++++ INFORMATION

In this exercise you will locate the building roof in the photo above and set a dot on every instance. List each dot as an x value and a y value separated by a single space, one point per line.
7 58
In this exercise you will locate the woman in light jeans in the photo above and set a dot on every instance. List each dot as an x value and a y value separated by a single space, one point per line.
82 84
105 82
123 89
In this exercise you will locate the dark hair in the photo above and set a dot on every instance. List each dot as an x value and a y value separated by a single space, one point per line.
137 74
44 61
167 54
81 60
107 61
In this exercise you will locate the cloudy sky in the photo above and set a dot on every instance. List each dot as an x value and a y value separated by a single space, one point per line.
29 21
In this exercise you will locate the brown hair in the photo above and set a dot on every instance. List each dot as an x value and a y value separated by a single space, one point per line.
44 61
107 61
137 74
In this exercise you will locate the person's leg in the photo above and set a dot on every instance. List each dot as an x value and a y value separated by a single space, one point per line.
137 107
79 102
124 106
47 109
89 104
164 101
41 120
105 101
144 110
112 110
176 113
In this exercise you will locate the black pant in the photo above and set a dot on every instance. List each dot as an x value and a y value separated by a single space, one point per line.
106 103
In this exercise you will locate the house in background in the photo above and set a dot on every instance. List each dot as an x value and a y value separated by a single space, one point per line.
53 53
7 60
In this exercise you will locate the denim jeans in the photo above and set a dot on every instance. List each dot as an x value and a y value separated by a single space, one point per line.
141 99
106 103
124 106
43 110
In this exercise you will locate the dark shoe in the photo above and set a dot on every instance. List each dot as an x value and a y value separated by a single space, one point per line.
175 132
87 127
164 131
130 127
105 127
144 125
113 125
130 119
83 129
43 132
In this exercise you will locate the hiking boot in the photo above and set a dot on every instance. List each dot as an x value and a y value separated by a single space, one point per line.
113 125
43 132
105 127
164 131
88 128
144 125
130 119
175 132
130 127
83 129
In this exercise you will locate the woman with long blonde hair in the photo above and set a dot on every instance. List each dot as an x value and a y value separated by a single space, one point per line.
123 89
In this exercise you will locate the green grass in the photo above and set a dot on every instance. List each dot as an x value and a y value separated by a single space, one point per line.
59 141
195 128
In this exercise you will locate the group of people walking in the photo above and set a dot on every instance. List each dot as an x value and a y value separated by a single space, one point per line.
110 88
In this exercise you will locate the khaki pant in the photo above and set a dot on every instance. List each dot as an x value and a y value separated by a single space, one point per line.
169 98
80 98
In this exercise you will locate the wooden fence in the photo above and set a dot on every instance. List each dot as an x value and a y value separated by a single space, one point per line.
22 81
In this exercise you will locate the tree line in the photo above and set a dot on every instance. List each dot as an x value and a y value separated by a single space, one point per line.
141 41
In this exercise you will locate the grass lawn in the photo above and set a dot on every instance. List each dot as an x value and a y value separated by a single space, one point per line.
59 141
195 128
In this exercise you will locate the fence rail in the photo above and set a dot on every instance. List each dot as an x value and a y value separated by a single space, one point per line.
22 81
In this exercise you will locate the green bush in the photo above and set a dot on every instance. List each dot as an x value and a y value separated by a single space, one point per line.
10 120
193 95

++++++++
++++ INFORMATION

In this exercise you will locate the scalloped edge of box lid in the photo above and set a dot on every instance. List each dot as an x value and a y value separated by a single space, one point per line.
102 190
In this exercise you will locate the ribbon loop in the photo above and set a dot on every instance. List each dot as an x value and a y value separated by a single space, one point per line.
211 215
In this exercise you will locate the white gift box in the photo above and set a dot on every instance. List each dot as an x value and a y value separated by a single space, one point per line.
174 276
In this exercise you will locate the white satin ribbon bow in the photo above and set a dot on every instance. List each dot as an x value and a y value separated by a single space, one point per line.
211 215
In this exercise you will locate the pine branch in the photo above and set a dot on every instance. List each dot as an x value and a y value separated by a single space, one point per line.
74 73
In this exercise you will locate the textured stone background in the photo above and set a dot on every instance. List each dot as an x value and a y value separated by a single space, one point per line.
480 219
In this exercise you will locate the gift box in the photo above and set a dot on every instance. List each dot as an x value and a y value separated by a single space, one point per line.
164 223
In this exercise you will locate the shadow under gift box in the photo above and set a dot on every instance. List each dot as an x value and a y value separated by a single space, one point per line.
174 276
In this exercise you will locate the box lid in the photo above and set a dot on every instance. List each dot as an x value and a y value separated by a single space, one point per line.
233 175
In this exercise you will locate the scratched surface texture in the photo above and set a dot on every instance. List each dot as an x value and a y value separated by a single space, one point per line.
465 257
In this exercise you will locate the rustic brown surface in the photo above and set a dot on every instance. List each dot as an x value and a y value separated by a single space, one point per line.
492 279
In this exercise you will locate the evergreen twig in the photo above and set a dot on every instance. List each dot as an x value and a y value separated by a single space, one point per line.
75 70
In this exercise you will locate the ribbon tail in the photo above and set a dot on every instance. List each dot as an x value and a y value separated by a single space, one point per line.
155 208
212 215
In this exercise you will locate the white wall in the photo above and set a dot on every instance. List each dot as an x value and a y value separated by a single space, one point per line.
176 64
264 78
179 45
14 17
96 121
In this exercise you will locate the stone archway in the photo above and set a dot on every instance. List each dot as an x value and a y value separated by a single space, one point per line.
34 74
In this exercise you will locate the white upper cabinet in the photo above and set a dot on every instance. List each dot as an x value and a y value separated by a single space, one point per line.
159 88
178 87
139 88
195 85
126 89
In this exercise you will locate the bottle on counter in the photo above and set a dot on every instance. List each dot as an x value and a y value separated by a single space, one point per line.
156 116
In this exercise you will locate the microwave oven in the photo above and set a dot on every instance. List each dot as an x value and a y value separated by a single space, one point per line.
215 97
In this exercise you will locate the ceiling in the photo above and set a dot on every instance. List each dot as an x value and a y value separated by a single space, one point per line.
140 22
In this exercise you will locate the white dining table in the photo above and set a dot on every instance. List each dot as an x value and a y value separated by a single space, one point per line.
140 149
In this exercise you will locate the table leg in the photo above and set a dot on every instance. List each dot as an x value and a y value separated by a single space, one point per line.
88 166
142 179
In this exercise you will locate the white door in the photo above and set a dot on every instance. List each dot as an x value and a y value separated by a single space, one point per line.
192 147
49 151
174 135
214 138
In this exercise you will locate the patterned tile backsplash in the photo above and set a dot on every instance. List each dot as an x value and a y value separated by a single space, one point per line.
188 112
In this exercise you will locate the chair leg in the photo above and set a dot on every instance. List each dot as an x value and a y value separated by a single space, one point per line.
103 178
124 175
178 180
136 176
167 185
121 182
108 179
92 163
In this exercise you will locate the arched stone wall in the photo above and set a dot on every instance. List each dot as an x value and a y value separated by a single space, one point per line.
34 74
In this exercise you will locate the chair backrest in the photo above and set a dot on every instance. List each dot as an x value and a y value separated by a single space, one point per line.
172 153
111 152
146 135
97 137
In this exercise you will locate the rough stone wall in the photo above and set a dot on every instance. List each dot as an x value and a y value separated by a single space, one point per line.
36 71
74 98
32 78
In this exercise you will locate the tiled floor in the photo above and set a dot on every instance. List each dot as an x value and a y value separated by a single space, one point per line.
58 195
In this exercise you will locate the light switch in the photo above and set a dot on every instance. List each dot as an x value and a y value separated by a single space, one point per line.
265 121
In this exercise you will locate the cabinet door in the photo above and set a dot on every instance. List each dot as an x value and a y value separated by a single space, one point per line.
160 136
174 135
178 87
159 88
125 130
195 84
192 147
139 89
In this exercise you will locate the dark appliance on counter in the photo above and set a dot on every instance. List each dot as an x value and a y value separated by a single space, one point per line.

++++++++

### PROBLEM STATEMENT
Looking at the data above, write out exactly the lines that start at the one containing "In this exercise you will locate the tiled" and end at the one containing "In this exercise you will locate the dark appliance"; include both and nothing beyond.

### RESPONSE TO THE TASK
In this exercise you will locate the tiled floor in the photo above and set a dot on every instance. List each dot as an x value and a y value separated by a single space, one point per line.
58 195
In this exercise you will locate the light switch in the photo above and set a dot on every instance. List each dot as an x value and a y value separated by a single space, one point per line.
265 121
In this exercise you will locate the cabinet door in the photo above and set a dot on every instance. List each dot as an x value and a y value separated by a single space, one point per line.
160 136
174 135
178 87
159 88
125 130
195 84
192 147
139 89
In this exercise you will locate the dark appliance on counter in the photo above and set a dot on every instance. List each dot as an x value and a y value separated by a single space, one point per line.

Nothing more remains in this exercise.